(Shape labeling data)

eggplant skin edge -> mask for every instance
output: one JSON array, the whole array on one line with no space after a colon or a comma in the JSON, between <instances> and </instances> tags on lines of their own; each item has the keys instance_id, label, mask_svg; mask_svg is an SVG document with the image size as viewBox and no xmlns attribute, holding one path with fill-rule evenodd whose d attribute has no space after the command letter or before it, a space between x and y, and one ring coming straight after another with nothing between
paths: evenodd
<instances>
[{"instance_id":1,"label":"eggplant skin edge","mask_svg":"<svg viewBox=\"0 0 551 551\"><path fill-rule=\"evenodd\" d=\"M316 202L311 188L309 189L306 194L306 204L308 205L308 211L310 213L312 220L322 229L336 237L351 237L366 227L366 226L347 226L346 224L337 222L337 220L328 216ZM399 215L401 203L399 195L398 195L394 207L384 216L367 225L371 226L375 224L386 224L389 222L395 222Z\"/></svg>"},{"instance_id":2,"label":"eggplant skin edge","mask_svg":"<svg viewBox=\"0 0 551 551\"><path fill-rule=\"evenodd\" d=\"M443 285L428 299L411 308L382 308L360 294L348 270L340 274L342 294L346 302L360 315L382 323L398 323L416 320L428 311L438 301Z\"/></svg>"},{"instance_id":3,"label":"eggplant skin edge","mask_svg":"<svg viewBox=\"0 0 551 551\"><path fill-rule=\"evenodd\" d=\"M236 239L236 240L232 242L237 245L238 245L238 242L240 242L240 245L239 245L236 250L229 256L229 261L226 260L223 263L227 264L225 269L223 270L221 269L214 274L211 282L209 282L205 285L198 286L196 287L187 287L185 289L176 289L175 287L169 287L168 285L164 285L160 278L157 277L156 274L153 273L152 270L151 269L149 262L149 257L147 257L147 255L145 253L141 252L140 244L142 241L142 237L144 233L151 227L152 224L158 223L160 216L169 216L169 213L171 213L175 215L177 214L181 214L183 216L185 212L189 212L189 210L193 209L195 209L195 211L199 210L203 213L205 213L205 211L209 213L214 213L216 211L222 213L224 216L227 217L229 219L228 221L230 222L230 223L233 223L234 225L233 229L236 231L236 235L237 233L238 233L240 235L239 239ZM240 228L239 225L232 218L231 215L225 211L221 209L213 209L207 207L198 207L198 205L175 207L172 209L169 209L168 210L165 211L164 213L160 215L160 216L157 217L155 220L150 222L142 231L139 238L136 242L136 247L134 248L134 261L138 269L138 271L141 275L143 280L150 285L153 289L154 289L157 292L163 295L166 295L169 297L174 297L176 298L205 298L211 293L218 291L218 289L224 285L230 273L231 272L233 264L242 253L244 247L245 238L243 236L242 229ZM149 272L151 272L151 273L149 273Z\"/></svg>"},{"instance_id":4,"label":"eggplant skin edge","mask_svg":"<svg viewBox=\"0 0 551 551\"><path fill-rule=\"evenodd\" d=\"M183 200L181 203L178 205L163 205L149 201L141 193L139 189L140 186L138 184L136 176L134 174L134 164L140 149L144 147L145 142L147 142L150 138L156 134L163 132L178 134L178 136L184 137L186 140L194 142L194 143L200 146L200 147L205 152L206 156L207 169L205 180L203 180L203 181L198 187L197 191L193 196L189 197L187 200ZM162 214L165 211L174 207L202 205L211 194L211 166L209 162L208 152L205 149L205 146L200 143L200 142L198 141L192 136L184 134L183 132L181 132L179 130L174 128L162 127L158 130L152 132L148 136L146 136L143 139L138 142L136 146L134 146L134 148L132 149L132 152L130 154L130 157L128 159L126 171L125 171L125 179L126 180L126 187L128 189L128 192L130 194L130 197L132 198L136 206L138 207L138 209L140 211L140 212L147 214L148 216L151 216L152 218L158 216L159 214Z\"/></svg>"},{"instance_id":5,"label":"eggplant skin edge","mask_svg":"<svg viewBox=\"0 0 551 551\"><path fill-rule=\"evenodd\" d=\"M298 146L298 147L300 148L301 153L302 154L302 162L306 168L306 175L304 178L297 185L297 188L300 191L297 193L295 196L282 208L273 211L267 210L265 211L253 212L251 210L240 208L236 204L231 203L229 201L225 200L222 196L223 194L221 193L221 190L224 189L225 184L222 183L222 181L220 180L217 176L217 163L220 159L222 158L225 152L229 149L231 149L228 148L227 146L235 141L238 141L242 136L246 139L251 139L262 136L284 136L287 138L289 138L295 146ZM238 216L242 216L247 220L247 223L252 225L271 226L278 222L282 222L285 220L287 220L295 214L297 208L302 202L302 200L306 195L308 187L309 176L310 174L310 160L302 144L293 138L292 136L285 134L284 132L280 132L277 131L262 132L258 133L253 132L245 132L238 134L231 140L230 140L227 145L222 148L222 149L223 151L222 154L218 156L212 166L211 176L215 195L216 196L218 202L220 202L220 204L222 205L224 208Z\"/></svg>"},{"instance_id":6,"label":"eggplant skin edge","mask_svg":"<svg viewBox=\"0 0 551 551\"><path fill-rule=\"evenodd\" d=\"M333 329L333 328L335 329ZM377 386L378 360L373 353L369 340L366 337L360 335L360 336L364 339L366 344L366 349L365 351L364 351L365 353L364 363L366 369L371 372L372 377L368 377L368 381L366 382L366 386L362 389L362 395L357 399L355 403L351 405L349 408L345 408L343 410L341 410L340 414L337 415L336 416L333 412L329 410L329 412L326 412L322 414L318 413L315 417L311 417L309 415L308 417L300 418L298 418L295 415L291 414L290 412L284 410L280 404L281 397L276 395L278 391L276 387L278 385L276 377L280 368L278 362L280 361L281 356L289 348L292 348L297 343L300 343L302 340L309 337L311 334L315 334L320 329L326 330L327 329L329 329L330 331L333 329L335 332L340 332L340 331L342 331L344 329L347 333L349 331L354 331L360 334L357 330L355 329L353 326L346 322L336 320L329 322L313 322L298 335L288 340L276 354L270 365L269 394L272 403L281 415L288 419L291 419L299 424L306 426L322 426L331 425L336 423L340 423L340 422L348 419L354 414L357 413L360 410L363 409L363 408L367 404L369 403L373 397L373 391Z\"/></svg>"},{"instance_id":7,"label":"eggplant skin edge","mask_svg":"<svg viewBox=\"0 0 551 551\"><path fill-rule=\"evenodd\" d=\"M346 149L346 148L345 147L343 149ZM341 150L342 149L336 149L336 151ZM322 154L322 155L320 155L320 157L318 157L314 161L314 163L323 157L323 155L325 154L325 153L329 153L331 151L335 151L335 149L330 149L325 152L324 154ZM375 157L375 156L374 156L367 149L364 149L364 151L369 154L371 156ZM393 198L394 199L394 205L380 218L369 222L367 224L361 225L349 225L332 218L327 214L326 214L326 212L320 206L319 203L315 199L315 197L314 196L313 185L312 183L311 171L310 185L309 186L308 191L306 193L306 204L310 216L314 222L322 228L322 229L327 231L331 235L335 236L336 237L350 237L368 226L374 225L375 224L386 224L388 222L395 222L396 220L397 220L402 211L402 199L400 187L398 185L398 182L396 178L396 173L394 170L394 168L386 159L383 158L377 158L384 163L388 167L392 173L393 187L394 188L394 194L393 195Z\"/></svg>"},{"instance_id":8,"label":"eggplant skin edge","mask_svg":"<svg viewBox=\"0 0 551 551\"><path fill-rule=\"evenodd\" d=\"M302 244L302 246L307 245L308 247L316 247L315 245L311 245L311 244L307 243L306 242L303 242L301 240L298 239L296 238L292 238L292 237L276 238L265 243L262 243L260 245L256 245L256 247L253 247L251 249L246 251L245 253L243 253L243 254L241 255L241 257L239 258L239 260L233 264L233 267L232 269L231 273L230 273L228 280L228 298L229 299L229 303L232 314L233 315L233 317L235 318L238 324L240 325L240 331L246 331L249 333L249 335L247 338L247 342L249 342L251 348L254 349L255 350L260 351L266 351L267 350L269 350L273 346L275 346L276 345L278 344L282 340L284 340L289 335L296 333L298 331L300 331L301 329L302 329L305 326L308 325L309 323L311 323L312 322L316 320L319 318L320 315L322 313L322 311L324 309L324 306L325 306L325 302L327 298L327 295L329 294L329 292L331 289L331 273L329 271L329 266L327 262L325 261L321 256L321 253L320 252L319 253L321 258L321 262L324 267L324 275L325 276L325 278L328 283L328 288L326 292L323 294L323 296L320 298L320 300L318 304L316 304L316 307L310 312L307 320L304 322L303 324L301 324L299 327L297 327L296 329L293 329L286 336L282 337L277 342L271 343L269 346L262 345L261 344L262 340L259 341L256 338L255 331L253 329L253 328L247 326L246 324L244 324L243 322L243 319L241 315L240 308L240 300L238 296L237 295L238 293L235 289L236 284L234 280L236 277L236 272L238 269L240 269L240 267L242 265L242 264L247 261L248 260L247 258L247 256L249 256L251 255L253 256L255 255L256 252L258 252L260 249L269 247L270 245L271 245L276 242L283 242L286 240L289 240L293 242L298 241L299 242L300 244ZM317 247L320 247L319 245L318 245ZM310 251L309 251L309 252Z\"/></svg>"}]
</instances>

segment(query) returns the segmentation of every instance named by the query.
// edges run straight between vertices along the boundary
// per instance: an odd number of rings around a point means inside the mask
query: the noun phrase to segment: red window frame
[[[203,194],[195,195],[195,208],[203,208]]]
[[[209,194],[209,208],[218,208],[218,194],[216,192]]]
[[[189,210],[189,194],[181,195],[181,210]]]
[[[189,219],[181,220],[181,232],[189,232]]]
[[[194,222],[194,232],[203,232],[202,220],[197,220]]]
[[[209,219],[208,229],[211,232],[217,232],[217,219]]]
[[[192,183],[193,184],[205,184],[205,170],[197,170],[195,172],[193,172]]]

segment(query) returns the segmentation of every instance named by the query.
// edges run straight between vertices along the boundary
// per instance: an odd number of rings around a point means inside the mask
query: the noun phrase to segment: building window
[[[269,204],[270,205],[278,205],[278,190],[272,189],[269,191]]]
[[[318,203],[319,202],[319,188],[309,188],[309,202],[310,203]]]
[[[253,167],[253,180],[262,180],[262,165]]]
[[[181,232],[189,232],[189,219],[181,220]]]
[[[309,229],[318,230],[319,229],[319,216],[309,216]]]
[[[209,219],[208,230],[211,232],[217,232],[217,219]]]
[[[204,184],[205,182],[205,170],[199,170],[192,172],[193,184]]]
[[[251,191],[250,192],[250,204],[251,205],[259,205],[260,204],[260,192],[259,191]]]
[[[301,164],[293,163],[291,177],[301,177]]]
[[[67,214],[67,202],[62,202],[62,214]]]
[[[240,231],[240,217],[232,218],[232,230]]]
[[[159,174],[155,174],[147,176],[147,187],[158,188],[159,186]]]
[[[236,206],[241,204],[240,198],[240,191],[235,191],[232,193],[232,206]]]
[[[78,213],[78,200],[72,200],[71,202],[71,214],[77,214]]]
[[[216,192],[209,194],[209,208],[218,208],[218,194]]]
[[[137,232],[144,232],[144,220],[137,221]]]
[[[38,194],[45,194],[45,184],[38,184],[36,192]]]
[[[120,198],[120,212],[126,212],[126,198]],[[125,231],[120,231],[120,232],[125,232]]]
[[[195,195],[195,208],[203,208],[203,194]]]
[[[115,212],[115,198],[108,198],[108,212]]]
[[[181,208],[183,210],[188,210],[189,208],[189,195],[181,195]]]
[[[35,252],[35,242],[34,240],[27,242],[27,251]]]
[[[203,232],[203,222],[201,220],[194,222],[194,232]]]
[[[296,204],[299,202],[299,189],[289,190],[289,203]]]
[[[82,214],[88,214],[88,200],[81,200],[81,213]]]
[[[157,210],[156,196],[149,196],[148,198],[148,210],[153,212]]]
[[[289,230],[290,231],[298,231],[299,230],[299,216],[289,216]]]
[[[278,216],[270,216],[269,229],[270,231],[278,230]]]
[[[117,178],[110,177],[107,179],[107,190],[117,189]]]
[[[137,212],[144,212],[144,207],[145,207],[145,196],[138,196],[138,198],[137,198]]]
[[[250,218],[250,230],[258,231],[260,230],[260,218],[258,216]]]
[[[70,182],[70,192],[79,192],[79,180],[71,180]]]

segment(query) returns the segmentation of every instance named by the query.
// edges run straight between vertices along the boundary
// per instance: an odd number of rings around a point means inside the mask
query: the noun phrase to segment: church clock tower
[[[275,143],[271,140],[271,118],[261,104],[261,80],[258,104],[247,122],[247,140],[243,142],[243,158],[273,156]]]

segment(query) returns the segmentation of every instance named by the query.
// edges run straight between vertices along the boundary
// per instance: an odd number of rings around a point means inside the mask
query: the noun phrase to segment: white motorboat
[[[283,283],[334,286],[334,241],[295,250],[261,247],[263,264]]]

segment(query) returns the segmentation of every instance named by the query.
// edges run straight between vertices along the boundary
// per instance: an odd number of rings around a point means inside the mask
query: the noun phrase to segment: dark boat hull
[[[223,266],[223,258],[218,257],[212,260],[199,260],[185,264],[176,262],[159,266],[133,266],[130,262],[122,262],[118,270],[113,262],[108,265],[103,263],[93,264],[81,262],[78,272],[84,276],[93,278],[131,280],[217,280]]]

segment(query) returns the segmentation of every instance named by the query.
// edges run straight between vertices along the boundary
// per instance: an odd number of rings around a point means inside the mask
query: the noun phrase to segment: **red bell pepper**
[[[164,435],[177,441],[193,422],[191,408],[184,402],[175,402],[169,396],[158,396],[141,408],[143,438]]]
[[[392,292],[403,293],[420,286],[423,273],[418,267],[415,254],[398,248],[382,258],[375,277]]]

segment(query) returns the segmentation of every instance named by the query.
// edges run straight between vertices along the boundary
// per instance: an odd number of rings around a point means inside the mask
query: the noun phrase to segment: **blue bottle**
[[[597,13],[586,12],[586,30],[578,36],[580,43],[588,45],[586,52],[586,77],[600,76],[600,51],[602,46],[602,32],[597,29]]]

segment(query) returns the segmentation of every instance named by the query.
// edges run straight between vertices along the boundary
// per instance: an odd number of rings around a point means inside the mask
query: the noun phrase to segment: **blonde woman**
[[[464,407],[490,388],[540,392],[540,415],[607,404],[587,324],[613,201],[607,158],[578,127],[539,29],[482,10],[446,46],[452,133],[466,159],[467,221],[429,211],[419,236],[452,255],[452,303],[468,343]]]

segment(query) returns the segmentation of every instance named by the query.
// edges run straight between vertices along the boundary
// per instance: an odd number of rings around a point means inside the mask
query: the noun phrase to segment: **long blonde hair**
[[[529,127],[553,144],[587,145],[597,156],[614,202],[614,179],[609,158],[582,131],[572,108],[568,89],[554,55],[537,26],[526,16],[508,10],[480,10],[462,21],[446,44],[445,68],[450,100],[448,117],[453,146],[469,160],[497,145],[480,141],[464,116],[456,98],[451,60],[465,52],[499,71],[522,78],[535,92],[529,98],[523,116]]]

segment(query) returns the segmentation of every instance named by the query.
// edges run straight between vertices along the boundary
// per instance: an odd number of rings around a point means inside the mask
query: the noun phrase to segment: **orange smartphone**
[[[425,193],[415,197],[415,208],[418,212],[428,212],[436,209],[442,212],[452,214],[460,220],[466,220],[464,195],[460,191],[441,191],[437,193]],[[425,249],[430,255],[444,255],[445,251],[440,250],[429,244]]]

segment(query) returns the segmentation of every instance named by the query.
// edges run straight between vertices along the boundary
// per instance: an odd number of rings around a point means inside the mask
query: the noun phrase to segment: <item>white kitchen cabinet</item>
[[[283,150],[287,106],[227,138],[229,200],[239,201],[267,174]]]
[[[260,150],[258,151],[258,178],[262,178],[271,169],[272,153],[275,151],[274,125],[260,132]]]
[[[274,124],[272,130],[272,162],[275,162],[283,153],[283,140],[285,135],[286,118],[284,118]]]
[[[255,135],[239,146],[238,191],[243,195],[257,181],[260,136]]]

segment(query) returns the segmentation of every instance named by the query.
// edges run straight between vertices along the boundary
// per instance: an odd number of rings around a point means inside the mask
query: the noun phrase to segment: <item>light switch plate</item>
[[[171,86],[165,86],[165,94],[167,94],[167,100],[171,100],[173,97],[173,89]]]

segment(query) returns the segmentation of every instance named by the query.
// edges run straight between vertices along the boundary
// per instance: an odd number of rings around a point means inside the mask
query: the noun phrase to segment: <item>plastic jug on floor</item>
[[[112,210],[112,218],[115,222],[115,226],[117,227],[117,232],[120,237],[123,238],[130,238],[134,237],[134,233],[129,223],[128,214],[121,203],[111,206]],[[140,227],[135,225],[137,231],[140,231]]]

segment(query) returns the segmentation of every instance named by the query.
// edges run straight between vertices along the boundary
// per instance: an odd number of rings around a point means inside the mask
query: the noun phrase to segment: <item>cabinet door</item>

→ **Task brief**: Rewrite the stretch from the start of the data through the line containing "output: one JSON", replacing "eggplant skin edge" with "tomato skin edge" and leaving everything else unchanged.

→ **Output for this task**:
tomato skin edge -> mask for every instance
output: one JSON array, the whole array on one line with no space after a colon or a comma in the JSON, between <instances> and </instances> tags on lines of their own; each item has the keys instance_id, label, mask_svg; mask_svg is an SVG document with the image size as viewBox and no xmlns attribute, holding one path with fill-rule evenodd whose d attribute has no space after the command letter or before it, a space between x and y, and one ring coming straight after another with nothing between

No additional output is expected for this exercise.